▶ [Extract provided]:
++++

# README

you may use this notebook to create useful subsets of the GBIF data and write these subsets to new csv files. you can then read your new files created using the lines below into your group project notebooks in order to complete the analyses while using less data.

In [1]:
import pandas as pd

In [2]:

file_name = "GBIF_can_us.csv" # replace this with the file you want to clean up, if you are using this notebook to do so.

dat = pd.read_csv(file_name,sep="\t")
dat.shape

(498735, 22)

In [3]:
dat.head()

++++

▶ [Extracted records]:
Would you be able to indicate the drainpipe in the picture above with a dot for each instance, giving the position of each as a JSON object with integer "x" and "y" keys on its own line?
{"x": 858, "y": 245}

++++

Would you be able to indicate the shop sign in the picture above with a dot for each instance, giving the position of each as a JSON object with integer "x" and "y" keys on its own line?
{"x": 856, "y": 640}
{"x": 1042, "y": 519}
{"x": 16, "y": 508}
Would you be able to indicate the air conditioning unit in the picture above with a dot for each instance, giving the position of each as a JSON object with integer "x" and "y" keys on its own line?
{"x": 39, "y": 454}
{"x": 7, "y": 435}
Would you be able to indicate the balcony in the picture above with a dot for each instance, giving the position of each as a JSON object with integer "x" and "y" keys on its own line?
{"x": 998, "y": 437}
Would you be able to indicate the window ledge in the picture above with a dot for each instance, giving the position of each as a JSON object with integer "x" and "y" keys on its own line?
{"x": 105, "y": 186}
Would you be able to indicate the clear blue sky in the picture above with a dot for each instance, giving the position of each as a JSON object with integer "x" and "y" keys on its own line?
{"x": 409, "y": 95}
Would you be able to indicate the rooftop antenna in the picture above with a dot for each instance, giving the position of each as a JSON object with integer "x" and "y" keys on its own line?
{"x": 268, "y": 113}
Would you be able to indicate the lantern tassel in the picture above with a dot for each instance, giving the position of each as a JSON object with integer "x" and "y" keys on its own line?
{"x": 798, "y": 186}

++++

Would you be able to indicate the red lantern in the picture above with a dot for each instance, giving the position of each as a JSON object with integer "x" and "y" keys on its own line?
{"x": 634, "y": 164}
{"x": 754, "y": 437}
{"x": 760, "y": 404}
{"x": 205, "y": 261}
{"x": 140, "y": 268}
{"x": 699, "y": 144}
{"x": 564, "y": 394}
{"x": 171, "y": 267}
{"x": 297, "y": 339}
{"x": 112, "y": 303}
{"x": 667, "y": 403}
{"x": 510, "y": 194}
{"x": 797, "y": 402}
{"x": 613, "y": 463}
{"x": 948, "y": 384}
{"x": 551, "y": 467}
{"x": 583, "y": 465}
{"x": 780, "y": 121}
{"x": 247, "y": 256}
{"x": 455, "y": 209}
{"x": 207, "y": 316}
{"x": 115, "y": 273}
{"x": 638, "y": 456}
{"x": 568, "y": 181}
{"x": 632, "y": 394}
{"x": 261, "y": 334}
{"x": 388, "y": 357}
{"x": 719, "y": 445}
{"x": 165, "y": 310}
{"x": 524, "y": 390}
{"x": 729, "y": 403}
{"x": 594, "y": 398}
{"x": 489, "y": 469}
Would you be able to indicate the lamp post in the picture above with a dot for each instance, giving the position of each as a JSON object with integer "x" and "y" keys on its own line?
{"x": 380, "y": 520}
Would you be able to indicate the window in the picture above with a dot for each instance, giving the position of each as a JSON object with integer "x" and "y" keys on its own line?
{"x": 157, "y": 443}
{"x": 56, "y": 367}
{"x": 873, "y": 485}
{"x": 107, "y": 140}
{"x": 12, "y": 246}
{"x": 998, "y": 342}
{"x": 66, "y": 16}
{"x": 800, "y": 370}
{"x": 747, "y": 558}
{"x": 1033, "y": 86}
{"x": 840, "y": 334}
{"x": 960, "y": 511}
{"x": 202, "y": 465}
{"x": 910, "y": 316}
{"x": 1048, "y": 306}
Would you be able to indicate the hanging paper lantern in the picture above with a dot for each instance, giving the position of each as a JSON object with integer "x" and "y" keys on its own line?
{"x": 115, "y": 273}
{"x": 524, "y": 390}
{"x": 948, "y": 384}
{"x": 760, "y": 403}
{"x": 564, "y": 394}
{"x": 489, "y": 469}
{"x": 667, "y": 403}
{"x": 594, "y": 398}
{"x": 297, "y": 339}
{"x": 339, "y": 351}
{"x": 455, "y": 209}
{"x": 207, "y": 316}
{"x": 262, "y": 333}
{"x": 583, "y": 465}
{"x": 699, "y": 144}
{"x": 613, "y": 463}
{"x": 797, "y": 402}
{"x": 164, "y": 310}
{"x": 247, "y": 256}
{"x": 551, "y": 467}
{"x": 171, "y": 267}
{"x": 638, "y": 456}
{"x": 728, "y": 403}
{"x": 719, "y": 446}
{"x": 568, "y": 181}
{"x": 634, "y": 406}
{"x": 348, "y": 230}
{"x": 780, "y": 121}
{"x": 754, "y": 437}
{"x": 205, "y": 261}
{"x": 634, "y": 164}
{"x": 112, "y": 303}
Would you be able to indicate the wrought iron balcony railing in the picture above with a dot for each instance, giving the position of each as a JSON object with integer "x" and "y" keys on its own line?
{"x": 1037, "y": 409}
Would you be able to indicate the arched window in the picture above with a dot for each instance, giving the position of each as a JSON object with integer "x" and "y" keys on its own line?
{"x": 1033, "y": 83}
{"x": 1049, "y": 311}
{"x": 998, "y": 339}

++++

▶ [Problem statement]:
Please print the full README text on the GBIF data notebook again, unchanged and in its entirety. These rows were taken from a separate source and have no connection to the text.

▶ [Result]:
# README

you may use this notebook to create useful subsets of the GBIF data and write these subsets to new csv files. you can then read your new files created using the lines below into your group project notebooks in order to complete the analyses while using less data.

In [1]:
import pandas as pd

In [2]:

file_name = "GBIF_can_us.csv" # replace this with the file you want to clean up, if you are using this notebook to do so.

dat = pd.read_csv(file_name,sep="\t")
dat.shape

(498735, 22)

In [3]:
dat.head()